And so we get the perfect filmi adventure, not one grounded in natural emotions, or in beautiful images (this movie is definitely made on the cheap with a bigger focus on actors than on epic), but one that hits all the standard emotional marks. Shahrukh is in love, he gives a love speech. Deepa needs to be saved from a villain. Two villains, her father and the evil Don’s son who is in love with her (Jaaved Jaffrey who plays “evil” here almost exactly the same as he does in Bang Bang 20 years later). Shahrukh is dying (sad scene!). Deepa is captured! Oh no! The villain is defeated by the rising up of the people, yay! (also, nice little Pyaasa homage shot here). And the hero and heroine embrace. The End
(this shot, the single light source coming from the door at the back of a slightly angled audience seating area)
There’s even several make over moments, which are acknowledged each time as “you think just changing my dress will change everything?” Oh, and songs! Always introduced very abruptly, so we notice just how odd it is to have a song in a film, instead of the usual seamless integration where they flow natural out of the emotions of the moment.
But, even with this nice sort of meta commentary going on, all with (I think) the underlying theme that the value of these stories is their ability to provide solace to the downtrodden, this movie still is just kind of a clunker for me. It’s the heaviness to it, that’s what bugs me. And the unrelentingness. I couldn’t help compare it with, for instance, MF Hussain’s Gaja Gamini, where Shahrukh played a similar sort of character who just pops in to make you happy for a moment. Only that time, I felt like the filmmakers weren’t taking their message quite so seriously.
(Also, the song is better. Both in how it sounds and how it looks)

GIVEN MATERIAL
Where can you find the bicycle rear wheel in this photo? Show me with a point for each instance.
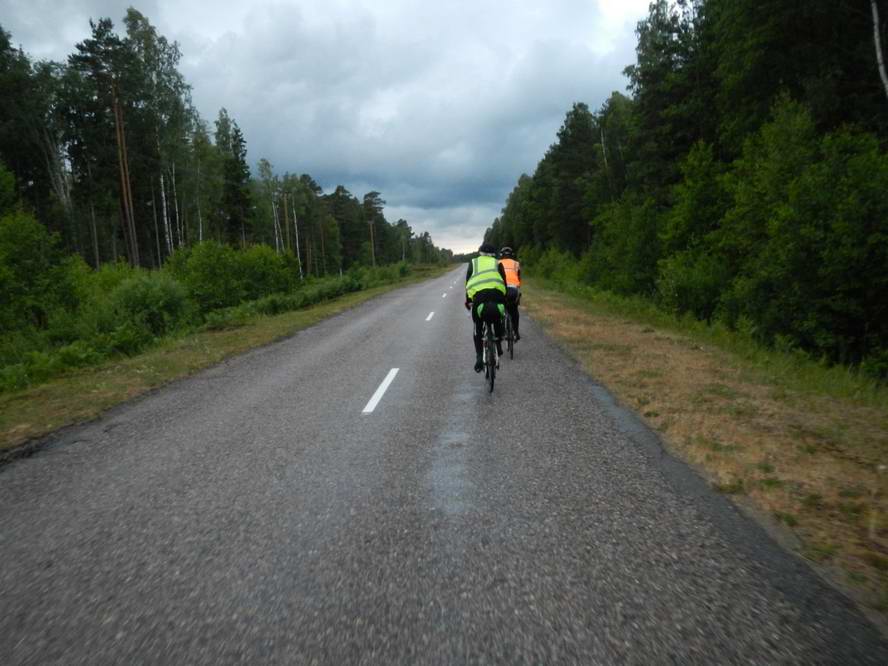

TO BE DONE
Pick up the film review above after its final sentence and continue it in the same voice.

TASK ANSWER
Or, even something like Yes Boss, which had these little moments acknowledging the fantasy, that our hero is just filling the role of “Hero” to entertain us. Or Phir Bhi Dil Hai Hindustani, which had Johnny Lever’s crazed gangster to make a statement on the usual film gangster, and Shahrukh and Juhi provided a typical film song to distract from his machinations. It’s just easier to swallow these things when they are in the middle of a whole real movie with more going on, than when they are just coming one after the other after the other. Heck, even the Welcome movies (terrible terrible films) have some clever gags about the typical gangster film and action hero. But they don’t make a whole movie of it.
(It’s played for laughs, but it is also a slight moving of the curtain to reveal the tropes of filmdom. And again, a better song than any of them in Oh Darling)
I mean, by the time the hero and heroine are saving themselves from falling by using the Indian flag as a parachute and the villain is dying by being stabbed by a million global flags (representing his global ambitions), the line between “we are being over the top to make fun of how over the top other movies are” and “we are just being over the top” got kind of blurred.
(Also, I just now, after writing this whole thing, found a clip of this old interview with Sharhukh, where, I think, he totally agrees with my interpretation! Woo! Nailed it!)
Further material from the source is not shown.